— Written instruction —
Copy out all the entries exactly.

— Data for this task —
=-=-=-=-=

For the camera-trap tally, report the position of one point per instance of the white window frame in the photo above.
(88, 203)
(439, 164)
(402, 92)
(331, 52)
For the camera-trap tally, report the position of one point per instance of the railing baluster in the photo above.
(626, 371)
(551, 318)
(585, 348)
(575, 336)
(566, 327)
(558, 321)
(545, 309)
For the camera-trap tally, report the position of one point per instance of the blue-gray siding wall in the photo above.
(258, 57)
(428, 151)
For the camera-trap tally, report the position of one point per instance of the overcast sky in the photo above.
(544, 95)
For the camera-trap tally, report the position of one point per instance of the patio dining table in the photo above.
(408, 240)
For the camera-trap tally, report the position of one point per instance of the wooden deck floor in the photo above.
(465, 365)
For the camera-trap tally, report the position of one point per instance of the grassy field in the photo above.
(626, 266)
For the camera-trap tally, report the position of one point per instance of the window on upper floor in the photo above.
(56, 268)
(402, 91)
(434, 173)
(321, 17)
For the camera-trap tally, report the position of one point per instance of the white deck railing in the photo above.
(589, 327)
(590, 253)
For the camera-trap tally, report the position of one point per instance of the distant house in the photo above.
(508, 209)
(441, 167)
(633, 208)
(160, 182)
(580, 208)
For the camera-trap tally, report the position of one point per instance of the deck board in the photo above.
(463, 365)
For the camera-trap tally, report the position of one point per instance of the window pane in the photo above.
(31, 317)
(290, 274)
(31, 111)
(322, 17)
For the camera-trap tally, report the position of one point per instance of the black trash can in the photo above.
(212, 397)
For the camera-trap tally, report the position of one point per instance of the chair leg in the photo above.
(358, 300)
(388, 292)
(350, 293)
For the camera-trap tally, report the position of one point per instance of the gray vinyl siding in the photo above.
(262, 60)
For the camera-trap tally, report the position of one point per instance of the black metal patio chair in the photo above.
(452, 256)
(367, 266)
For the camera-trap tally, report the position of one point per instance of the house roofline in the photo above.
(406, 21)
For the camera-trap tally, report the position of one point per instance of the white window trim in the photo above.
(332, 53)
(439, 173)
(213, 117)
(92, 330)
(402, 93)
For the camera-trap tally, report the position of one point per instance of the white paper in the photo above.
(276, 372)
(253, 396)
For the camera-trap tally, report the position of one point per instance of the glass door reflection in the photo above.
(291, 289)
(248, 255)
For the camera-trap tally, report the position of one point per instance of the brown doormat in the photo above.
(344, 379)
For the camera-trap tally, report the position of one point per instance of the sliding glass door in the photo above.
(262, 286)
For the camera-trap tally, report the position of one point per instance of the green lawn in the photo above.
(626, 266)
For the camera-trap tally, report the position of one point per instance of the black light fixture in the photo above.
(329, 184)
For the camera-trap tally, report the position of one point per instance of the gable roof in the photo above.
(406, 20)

=-=-=-=-=

— Finished exercise —
For the camera-trap tally, report the position of one point per instance of the white window frame in the photo above.
(88, 203)
(439, 164)
(402, 92)
(331, 52)
For the camera-trap tally, report the position of one point per instance of the railing baluster in the photo above.
(626, 371)
(551, 318)
(585, 348)
(575, 336)
(566, 327)
(558, 321)
(545, 309)
For the camera-trap tally, report the position of one point per instance of the blue-gray siding wall in the photo above.
(258, 57)
(428, 151)
For the camera-trap tally, report the position of one point per instance of the overcast sky in the photo above.
(544, 95)
For the camera-trap tally, report the position of one point per instance of the patio dining table in the photo above.
(408, 240)
For the camera-trap tally, report the position of one point per instance of the wooden deck floor in the photo above.
(465, 365)
For the camera-trap tally, report the position of one point per instance of the grassy field in the photo above.
(626, 266)
For the camera-trap tally, report the position of one point per instance of the window on upper floor in the photo above.
(56, 268)
(402, 91)
(434, 173)
(321, 17)
For the camera-trap tally, report the position of one point per instance of the white deck railing in the photo above.
(589, 327)
(590, 253)
For the camera-trap tally, report the position of one point per instance of the distant house in the photo above.
(508, 209)
(441, 167)
(633, 208)
(160, 182)
(580, 208)
For the camera-trap tally, report the position of one point per instance of the deck board in the photo above.
(463, 365)
For the camera-trap tally, report the position of one point per instance of the window pane in the photo above.
(31, 317)
(290, 274)
(31, 111)
(322, 17)
For the camera-trap tally, report the position of one point per instance of the black trash can in the photo above.
(212, 397)
For the camera-trap tally, report the position of one point per instance of the chair leg in the photo above.
(358, 300)
(388, 292)
(350, 293)
For the camera-trap tally, report the position of one point per instance of the gray vinyl siding in the photo above.
(262, 60)
For the camera-trap tally, report the position of one point per instance of the black metal patio chair in the photo above.
(452, 256)
(367, 266)
For the camera-trap tally, report the position of one point per instance of the house roofline in the photo above.
(406, 21)
For the camera-trap tally, report the position of one point per instance of the white window trim in the photo above.
(332, 53)
(439, 173)
(213, 117)
(92, 330)
(402, 93)
For the camera-trap tally, report the position of one point per instance of the white paper in the photo above.
(276, 372)
(253, 396)
For the camera-trap tally, report the position of one point per instance of the glass door reflection in the photo above.
(291, 289)
(248, 255)
For the camera-trap tally, report the position of one point per instance of the brown doormat in the photo above.
(344, 379)
For the camera-trap tally, report the position of one point per instance of the sliding glass door in the photo above.
(262, 286)
For the camera-trap tally, report the position of one point per instance of the green lawn in the photo above.
(626, 266)
For the camera-trap tally, report the position of one point per instance of the black light fixture in the photo above.
(329, 184)
For the camera-trap tally, report the position of one point per instance of the gable roof in the photo above.
(406, 20)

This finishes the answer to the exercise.